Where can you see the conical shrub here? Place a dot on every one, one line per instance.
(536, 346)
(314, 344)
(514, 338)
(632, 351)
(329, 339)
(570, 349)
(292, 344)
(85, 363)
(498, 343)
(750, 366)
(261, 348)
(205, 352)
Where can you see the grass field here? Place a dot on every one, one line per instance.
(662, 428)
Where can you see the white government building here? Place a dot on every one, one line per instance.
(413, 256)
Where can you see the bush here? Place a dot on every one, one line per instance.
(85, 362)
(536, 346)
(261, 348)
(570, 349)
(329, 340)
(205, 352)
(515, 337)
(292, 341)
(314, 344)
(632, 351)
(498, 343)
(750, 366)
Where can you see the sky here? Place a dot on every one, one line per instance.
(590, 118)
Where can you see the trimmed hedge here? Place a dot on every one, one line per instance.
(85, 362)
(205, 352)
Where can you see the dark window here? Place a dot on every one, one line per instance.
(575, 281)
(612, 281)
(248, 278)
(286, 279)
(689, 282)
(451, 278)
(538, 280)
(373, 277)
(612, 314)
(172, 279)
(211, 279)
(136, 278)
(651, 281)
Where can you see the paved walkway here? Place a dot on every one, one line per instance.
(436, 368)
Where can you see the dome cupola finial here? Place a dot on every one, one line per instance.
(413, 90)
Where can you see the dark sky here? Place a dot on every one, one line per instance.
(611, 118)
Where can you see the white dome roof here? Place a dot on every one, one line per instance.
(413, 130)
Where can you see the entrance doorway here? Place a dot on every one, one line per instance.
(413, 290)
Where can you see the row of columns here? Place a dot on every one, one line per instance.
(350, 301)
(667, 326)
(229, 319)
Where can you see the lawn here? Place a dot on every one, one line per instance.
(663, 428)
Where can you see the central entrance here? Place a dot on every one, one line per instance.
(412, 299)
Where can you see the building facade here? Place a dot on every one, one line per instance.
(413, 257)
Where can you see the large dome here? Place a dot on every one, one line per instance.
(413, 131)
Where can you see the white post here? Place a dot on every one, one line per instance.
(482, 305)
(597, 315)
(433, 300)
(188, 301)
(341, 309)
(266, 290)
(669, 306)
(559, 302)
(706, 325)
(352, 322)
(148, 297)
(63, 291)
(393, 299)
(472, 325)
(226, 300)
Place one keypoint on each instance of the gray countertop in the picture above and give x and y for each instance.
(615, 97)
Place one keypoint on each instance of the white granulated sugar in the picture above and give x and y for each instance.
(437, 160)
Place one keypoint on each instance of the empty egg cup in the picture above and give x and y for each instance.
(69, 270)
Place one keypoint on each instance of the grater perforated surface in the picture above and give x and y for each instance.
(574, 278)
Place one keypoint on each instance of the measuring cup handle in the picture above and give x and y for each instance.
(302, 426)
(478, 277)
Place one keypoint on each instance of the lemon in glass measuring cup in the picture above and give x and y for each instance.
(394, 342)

++++++++

> YOUR TASK
Quote, without any change, each line from the one that contains "Place one keypoint on each instance of the measuring" through the end of the material.

> ANSWER FOR THE TASK
Place one keypoint on each instance of the measuring cup handle in the picture above and give x and y for each instance.
(302, 426)
(478, 277)
Place one keypoint on each instance of the lemon in glass measuring cup in the picture above and give x and y for each instance.
(394, 342)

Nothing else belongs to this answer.